• _Exercise requirements_: Write out the entries below word for word, starting with the line that contains "Can you find the butterfly" and going on through the line that contains "182 458 418 698", with both of those lines included. Leave the pictures out of your answer.

• _Records shown_:
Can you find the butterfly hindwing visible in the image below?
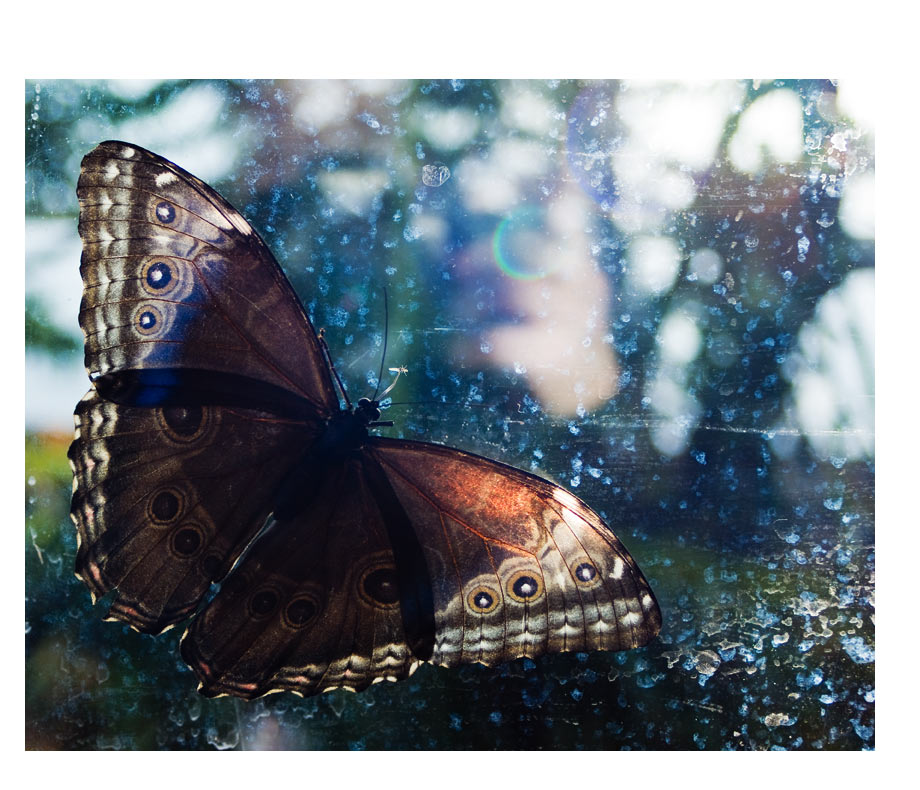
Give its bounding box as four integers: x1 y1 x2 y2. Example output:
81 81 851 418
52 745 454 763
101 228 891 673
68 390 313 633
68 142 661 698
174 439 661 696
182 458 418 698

--

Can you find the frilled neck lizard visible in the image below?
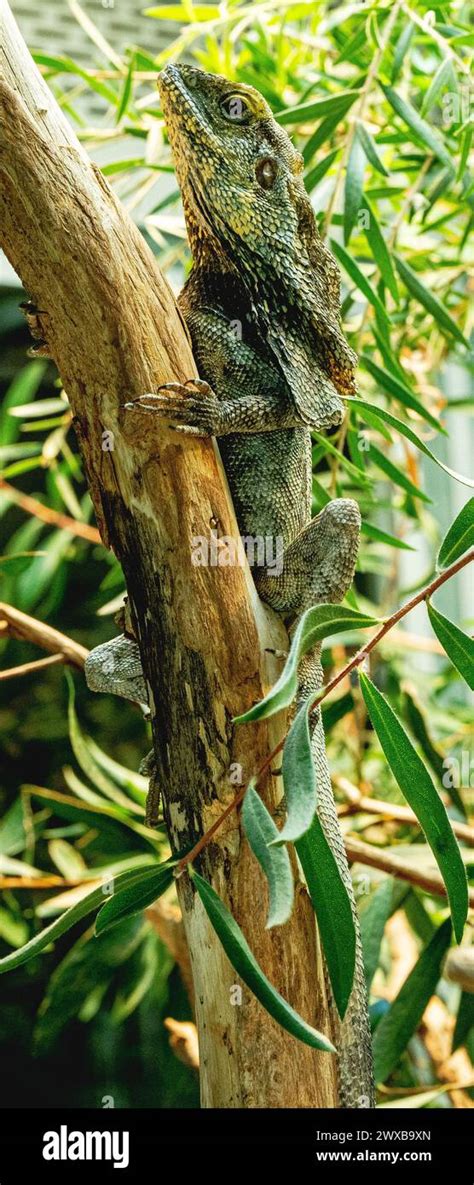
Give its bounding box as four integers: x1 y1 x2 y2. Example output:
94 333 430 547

* * *

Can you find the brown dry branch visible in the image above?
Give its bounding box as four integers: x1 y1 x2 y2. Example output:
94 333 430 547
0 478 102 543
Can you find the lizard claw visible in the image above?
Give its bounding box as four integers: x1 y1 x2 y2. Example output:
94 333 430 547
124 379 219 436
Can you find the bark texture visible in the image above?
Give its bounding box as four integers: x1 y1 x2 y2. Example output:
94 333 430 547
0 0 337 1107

• _Expected answer_:
Can you find the butterfly hindwing visible in the image below?
Give its bounding box as four integers: x1 y1 x2 y2. Example output:
81 81 851 418
52 745 454 763
101 228 891 673
68 390 313 633
68 142 661 698
174 439 661 696
182 458 418 698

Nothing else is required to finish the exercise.